GIVEN PASSAGE

Santalucía Seguros implemented a GenAI-based Virtual Assistant to improve customer service and agent productivity in their insurance operations. The solution uses a RAG framework powered by Databricks and Microsoft Azure, incorporating MLflow for LLMOps and Mosaic AI Model Serving for LLM deployment. They developed a sophisticated LLM-based evaluation system that acts as a judge for quality assessment before new releases, ensuring consistent performance and reliability of the virtual assistant.
Santalucía Seguros is a Spanish insurance company that has been serving families for over 100 years. The company faced a common challenge in the insurance industry: agents needed to access vast amounts of documentation from multiple locations and in different formats to answer customer queries about products, coverages, and procedures. This created friction in customer service interactions and slowed down the sales process.
To address this, Santalucía implemented a GenAI-based Virtual Assistant (VA) using a Retrieval Augmented Generation (RAG) framework. The VA enables insurance agents to get instant, natural language answers to their questions through Microsoft Teams, accessible on mobile devices, tablets, or computers with 24/7 availability. The stated benefits include faster customer response times, improved customer satisfaction, and accelerated sales cycles by providing immediate and accurate answers about coverage and products.
The solution architecture is built on what Santalucía calls their “Advanced Analytics Platform,” which is powered by Databricks and Microsoft Azure. This combination was chosen to provide flexibility, privacy, security, and scalability. Several key architectural decisions are worth noting:
The RAG system enables continuous ingestion of up-to-date documentation into embedding-based vector stores. These vector stores provide the ability to index information for rapid search and retrieval, which is essential for answering agent queries in real-time. The architecture supports ongoing updates as new documentation becomes available, which is a critical requirement for an insurance company that regularly updates its product offerings and coverage details.

PROBLEM
In the text on the Santalucía Seguros virtual assistant, list every quality that the combination of Databricks and Microsoft Azure was chosen to provide.

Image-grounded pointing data
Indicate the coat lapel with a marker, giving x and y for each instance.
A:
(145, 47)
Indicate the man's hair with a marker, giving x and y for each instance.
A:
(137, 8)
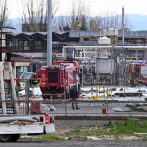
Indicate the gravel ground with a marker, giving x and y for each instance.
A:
(78, 144)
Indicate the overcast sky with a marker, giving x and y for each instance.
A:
(97, 6)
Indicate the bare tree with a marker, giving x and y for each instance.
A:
(111, 19)
(77, 17)
(34, 15)
(4, 13)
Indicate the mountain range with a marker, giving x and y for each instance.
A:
(138, 22)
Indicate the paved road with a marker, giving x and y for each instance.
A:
(77, 144)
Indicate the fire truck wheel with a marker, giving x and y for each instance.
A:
(15, 137)
(5, 137)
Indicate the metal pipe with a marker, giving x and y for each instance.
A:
(2, 89)
(122, 45)
(82, 75)
(111, 65)
(13, 87)
(49, 34)
(125, 69)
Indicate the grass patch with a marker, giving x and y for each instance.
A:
(91, 132)
(76, 131)
(49, 137)
(129, 128)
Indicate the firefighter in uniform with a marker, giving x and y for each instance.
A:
(139, 81)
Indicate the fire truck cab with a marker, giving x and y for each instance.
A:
(136, 70)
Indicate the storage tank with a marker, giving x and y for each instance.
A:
(104, 40)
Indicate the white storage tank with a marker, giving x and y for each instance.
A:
(104, 40)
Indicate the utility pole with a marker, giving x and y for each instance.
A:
(49, 34)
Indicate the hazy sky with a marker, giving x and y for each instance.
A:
(97, 6)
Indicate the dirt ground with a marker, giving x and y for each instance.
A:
(78, 144)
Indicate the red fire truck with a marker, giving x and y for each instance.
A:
(136, 70)
(53, 77)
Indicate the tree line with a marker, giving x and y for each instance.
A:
(33, 17)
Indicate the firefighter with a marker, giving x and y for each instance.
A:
(139, 81)
(74, 97)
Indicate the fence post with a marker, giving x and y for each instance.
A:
(27, 97)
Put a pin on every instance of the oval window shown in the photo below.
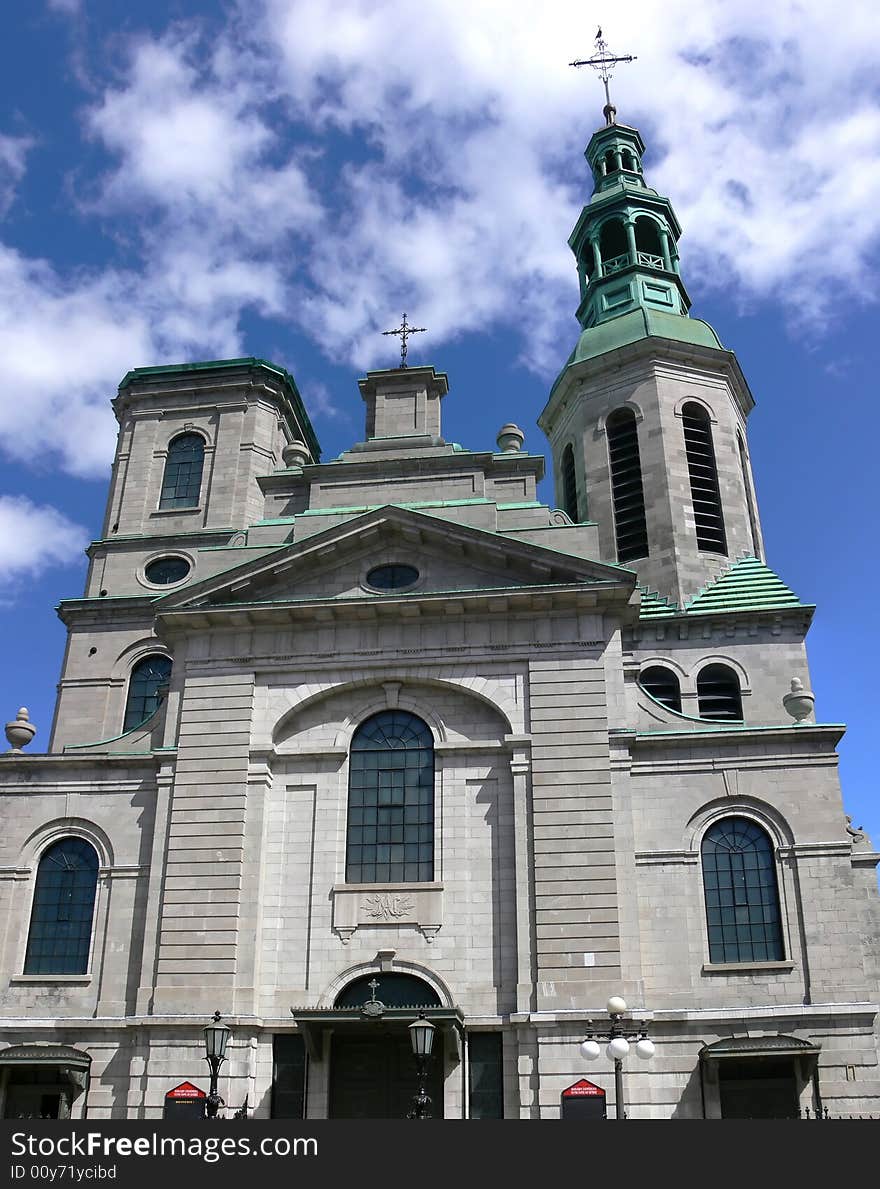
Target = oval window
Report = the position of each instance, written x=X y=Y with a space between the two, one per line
x=164 y=571
x=391 y=578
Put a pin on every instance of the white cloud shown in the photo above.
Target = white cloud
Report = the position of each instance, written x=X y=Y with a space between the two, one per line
x=33 y=538
x=192 y=143
x=332 y=172
x=761 y=127
x=13 y=151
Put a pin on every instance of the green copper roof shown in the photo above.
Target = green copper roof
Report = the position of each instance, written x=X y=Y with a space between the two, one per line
x=245 y=362
x=748 y=585
x=642 y=324
x=654 y=604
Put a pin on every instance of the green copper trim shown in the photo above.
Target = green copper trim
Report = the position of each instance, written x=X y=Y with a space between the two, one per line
x=219 y=365
x=217 y=548
x=159 y=536
x=654 y=604
x=747 y=585
x=115 y=738
x=721 y=728
x=357 y=509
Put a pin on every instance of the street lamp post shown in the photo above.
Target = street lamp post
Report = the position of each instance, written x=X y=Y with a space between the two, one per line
x=617 y=1046
x=421 y=1035
x=217 y=1037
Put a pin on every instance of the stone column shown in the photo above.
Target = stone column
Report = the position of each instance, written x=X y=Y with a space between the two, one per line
x=520 y=769
x=630 y=241
x=665 y=249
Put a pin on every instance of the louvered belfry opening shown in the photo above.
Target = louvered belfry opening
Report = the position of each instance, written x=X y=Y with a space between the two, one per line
x=718 y=693
x=708 y=516
x=630 y=526
x=570 y=485
x=662 y=685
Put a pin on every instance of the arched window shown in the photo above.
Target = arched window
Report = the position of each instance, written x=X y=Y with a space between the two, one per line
x=718 y=693
x=393 y=989
x=704 y=479
x=614 y=247
x=742 y=897
x=647 y=241
x=662 y=685
x=63 y=905
x=182 y=480
x=390 y=800
x=749 y=499
x=146 y=690
x=630 y=524
x=570 y=485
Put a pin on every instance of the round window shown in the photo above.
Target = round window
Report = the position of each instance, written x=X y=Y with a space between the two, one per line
x=164 y=571
x=391 y=578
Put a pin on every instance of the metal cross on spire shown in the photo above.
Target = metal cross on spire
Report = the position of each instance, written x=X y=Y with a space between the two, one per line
x=604 y=62
x=404 y=331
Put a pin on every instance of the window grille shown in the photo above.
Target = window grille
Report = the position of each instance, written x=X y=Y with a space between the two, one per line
x=570 y=485
x=705 y=496
x=742 y=897
x=182 y=480
x=390 y=835
x=718 y=693
x=149 y=679
x=63 y=905
x=661 y=684
x=630 y=523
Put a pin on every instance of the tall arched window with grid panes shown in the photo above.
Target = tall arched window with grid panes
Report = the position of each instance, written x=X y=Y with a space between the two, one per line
x=742 y=897
x=627 y=491
x=182 y=480
x=63 y=905
x=390 y=836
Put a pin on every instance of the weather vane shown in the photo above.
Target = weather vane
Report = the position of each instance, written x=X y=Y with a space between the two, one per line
x=604 y=62
x=404 y=332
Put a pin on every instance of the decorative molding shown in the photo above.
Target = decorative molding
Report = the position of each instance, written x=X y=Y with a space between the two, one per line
x=662 y=857
x=379 y=905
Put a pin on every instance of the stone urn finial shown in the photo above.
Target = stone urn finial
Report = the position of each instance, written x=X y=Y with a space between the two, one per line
x=510 y=439
x=20 y=731
x=799 y=702
x=295 y=453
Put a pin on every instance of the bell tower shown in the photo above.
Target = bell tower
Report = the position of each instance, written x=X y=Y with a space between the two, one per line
x=647 y=417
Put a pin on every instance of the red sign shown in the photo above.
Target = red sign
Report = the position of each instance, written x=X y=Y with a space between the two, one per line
x=584 y=1089
x=186 y=1090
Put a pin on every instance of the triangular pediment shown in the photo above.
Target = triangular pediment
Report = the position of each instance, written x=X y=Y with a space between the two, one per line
x=450 y=558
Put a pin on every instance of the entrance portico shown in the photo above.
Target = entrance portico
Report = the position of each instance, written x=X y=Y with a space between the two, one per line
x=360 y=1058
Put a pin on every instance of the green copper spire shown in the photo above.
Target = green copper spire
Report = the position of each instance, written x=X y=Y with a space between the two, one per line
x=626 y=240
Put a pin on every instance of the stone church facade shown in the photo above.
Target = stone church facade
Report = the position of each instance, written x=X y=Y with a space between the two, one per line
x=343 y=741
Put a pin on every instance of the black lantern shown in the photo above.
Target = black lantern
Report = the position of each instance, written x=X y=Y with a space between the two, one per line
x=217 y=1037
x=421 y=1036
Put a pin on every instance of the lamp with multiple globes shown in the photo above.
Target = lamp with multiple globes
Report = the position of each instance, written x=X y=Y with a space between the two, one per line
x=217 y=1037
x=421 y=1036
x=618 y=1046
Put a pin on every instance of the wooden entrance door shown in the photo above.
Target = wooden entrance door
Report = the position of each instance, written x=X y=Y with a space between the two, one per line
x=758 y=1088
x=375 y=1076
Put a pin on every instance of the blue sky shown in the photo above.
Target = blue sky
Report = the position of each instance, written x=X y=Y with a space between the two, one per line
x=283 y=177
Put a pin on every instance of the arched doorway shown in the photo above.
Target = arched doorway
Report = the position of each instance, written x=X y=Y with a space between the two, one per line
x=372 y=1069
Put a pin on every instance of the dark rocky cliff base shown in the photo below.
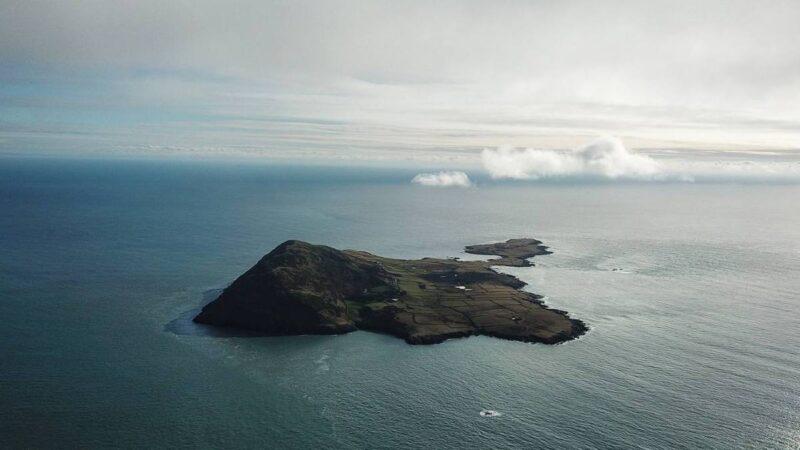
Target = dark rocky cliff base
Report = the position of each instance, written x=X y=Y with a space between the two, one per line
x=300 y=288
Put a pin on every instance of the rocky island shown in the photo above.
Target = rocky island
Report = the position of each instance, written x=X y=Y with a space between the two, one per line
x=300 y=288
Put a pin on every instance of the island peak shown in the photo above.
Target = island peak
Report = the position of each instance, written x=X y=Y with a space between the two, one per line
x=303 y=288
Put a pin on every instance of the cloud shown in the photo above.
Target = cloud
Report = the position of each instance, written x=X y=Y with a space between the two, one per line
x=443 y=179
x=604 y=158
x=449 y=75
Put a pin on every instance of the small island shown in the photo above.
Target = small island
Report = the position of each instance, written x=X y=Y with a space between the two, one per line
x=300 y=288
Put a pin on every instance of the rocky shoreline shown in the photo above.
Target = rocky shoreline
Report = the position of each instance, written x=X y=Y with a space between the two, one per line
x=300 y=288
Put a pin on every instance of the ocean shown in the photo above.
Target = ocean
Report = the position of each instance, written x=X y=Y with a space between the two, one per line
x=690 y=290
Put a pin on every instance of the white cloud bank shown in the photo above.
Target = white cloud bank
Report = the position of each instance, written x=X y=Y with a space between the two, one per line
x=607 y=158
x=443 y=179
x=604 y=158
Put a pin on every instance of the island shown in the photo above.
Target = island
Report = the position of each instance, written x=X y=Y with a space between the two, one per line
x=301 y=288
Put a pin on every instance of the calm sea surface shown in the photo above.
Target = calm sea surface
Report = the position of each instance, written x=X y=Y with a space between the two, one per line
x=692 y=293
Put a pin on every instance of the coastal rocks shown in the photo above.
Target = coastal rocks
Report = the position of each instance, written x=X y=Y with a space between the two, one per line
x=300 y=288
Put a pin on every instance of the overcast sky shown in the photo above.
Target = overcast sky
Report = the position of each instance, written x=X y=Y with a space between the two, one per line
x=385 y=80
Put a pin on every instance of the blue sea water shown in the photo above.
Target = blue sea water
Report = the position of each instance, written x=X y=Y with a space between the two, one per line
x=690 y=290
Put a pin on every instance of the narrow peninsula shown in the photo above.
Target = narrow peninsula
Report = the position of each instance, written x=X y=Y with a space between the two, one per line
x=300 y=288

ANSWER BOX
Flexibility, privacy, security, and scalability.